• Task list:
1. In the article on the TCD Sense sensory spaces, how much of its allocation has the college spent on these developments?
2. Continue the article on the TCD Sense sensory spaces after its last sentence.

• Text excerpt:
######

The TCD Sense project was started in 2019 by staff in the Disability Service and Occupational Therapy and has involved the TCD Students Union, the Trinity Ability Coop, as well as staff in the library and the science laboratories.

Welcoming the new spaces, Trinity Provost Linda Doyle said the recent return to campus has been a return "like no other" and that it happened at a time when students and staff have been "under unprecedented stress".

“It’s more important now than ever that everyone in the College community has access to places around the campus where they can find respite to focus, or to relax in peace,” she said.

The project is part-funded from a €5.4 million fund for students with disabilities announced by Minister for Further and Higher Education, Research, Innovation and Science Simon Harris earlier this year.

TCD Sensory Spaces: First year chemical science Adam Lennon  and fourth year business and sociology student Chloe Staunton. Photograph: Iain White/Fennell Photography.
TCD Sensory Spaces: First year chemical science Adam Lennon and fourth year business and sociology student Chloe Staunton. Photograph: Iain White/Fennell Photography.

The college has used €233,934 of its allocation of €482,364 on these developments. Additional resources of €126,500 have come from the Trinity Library, TCDSU and the director of Student Services.

In May 2019, 150 students registered with the disability service in TCD completed a survey on sensory experiences:

Of those who participated, 68 per cent reported that there is no quiet space on campus that they can access easily if feeling overwhelmed while more than 50 per cent said they go home/leave campus if feeling overwhelmed.

######

Items excerpted from a collection
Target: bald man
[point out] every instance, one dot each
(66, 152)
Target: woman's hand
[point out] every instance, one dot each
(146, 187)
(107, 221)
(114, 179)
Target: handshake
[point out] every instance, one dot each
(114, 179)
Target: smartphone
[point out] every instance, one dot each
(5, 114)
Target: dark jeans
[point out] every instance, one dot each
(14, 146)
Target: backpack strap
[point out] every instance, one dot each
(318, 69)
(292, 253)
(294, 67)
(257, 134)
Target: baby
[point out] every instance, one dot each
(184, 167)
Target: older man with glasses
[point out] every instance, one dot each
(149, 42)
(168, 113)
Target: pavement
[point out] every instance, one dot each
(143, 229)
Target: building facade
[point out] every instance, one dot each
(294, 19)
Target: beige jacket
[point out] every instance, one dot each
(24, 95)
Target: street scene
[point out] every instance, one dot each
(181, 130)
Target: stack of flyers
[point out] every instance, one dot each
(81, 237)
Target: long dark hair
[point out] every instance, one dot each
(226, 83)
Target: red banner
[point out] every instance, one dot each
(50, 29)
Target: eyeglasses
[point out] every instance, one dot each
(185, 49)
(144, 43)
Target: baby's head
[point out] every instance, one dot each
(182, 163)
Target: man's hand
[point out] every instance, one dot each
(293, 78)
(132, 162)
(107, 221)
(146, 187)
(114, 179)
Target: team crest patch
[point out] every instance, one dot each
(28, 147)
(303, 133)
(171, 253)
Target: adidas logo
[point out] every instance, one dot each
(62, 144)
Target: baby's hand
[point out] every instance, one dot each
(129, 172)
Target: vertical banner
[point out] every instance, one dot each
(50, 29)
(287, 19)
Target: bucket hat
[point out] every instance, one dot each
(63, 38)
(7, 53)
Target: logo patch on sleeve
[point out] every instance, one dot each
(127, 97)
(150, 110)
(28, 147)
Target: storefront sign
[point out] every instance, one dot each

######

• Answer section:
1. €233,934 of its €482,364 allocation.

2.
An overwhelming 93 per cent said they would use a quiet space if it was available in the library while 49 per cent reported difficulty with acoustics (such as noises, echoes, humming) in the library and 41 per cent of par reported difficulty with acoustics in lectures.

Jessica K Doyle, TCD Sense project officer, said: "We are all sensory beings, and although we may not always be fully aware of it, sensation is everywhere. Sometimes we may crave activity and movement, louder music and natural light and brighter colours. At other times, we might feel extra sensitive and prefer quieter spaces with dim lighting and less going on. Everyone has a unique sensory system and ways of perceiving and processing sensation that can change depending on time, context, mood, energy levels, neurotype & mechanism of perception".

Trinity Student Union president Leah Keogh said the attention to detail is what has made the project "so effective".

“This project has set the benchmark for what our student spaces should be going forward,” she added.

Declan Treanor, director of the Trinity Disability Services, said the college is looking at other spaces with a view to developing them.

“Plans are underway to look at developing a sensory map of Trinity, including sensory design principles in new developments, as well as adding sensory designed spaces in student accommodation and other spaces that are deemed to be useful to develop.

“We are looking at indoor and outdoor opportunities. We are also developing a sensory environment evaluation tool in collaboration with Technological University Dublin”.